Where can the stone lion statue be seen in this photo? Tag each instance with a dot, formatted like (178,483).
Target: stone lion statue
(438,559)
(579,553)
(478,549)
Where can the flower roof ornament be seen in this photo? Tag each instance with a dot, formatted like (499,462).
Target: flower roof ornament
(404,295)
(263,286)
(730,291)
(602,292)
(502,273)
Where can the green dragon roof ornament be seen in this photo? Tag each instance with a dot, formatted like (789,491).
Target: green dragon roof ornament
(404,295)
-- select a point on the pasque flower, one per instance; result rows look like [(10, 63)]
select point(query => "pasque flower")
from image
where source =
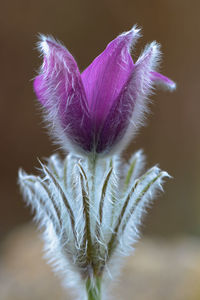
[(90, 204), (100, 109)]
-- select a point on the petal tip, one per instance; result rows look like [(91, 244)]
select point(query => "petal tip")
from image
[(132, 35)]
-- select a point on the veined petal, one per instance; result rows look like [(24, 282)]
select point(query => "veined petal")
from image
[(126, 114), (60, 90), (104, 79), (163, 81)]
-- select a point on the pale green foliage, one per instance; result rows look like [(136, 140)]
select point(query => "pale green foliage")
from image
[(89, 210)]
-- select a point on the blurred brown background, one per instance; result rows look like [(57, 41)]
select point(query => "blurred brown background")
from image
[(85, 27), (171, 138)]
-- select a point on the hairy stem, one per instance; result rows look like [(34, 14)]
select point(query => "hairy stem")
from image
[(93, 288)]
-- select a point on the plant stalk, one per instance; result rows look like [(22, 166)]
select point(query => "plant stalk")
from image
[(93, 288)]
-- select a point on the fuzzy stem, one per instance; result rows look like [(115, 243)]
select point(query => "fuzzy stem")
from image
[(93, 288)]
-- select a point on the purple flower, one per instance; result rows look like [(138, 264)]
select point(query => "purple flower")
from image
[(100, 109)]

### Task to carry out
Please reproduce the records from the line with "Where can the green" to the line with "[(89, 210)]", both included, with the requests kept, scaling every point coordinate in the answers by 1.6 and rounding to whole numbers, halves up, while the numbers in the requests and their format samples stay unchanged. Leave the pictures out of your answer.

### Answer to this task
Where can the green dragon roof ornament be seen in this photo? Tag each instance with a dot, formatted like (789,491).
Target: green dragon roof ornament
(646,472)
-- select a point on the pasque flower, one per instance; result rows look like [(10, 63)]
select point(query => "pasque flower")
from image
where source =
[(144, 326), (160, 174)]
-- select a point on the petal tip, one per instance; result rows look like [(91, 244)]
select point(query => "petal tip")
from image
[(211, 56)]
-- select a point on the veined petal, one per instance; result rows look like [(24, 282)]
select point(query => "veined petal")
from image
[(202, 182), (96, 144), (166, 126), (261, 130)]
-- select a point on the pale green foliage, one per instance; result rows look like [(136, 140)]
select point(query => "pale green foliage")
from image
[(142, 336)]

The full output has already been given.